══ DATA FOR PROCESSING
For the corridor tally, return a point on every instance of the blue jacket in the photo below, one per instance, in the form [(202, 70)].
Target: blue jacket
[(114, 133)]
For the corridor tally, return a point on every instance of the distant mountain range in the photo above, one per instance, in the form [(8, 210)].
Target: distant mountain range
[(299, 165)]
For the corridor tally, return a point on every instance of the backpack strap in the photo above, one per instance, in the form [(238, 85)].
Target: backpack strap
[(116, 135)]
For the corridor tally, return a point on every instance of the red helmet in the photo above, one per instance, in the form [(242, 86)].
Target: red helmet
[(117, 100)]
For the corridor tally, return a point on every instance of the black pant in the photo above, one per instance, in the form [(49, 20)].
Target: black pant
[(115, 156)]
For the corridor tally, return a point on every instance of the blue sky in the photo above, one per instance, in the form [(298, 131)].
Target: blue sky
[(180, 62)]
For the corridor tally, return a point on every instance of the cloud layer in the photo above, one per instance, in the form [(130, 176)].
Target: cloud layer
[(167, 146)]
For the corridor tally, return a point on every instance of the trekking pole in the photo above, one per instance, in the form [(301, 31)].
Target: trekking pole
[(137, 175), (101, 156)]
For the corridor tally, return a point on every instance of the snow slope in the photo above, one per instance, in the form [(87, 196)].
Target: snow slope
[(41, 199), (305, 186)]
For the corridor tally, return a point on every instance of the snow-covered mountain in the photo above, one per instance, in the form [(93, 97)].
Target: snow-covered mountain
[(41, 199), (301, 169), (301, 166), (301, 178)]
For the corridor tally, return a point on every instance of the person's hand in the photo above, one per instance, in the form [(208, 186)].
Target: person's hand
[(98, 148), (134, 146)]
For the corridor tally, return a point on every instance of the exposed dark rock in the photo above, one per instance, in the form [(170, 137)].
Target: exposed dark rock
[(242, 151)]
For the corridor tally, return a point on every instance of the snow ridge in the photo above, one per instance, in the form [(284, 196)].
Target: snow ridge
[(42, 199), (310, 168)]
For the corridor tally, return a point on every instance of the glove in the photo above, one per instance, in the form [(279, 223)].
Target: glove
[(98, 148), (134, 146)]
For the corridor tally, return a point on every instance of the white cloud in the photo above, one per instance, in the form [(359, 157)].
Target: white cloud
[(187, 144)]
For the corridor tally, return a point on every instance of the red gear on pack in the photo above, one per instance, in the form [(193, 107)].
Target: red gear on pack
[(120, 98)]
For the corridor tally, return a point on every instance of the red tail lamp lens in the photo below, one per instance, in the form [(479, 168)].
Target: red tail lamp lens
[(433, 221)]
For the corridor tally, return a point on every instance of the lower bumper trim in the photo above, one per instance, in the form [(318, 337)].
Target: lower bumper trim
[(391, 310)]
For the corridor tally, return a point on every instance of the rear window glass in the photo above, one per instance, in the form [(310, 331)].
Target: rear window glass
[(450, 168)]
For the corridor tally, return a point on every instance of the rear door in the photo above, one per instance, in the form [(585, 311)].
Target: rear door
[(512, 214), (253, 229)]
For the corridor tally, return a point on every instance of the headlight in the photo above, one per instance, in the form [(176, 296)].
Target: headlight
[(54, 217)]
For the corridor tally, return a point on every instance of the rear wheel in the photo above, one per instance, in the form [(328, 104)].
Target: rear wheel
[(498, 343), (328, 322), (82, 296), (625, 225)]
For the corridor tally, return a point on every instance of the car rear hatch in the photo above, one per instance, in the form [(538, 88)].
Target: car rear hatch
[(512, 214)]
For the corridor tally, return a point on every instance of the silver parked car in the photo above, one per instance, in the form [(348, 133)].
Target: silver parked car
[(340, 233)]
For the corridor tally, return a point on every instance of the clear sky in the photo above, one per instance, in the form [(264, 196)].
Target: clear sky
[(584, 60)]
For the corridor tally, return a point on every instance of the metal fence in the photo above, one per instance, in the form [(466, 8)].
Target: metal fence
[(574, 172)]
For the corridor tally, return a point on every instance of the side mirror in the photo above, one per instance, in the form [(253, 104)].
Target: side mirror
════
REQUEST: Please scale the lines from the line with "form [(49, 20)]." to the line with "[(167, 146)]" by writing every one of them out again and multiplying each answer's point coordinates by 0.3, rounded to whole numbers with halves going up. All other numbers, including those in the sample form, stay unchanged.

WRITTEN SOLUTION:
For the corridor tally, return a point on every instance of the black pant in the photo above, one per instance, in the form [(49, 20)].
Target: black pant
[(35, 47)]
For the corridor tally, return a point on every instance of the blue sky in the photo above, one per instance, in the form [(298, 131)].
Target: blue sky
[(54, 19)]
For the corridor tally, return a point on every instance of the cloud layer in the photo above, one per instance, in the form [(130, 176)].
Target: cloud layer
[(50, 44)]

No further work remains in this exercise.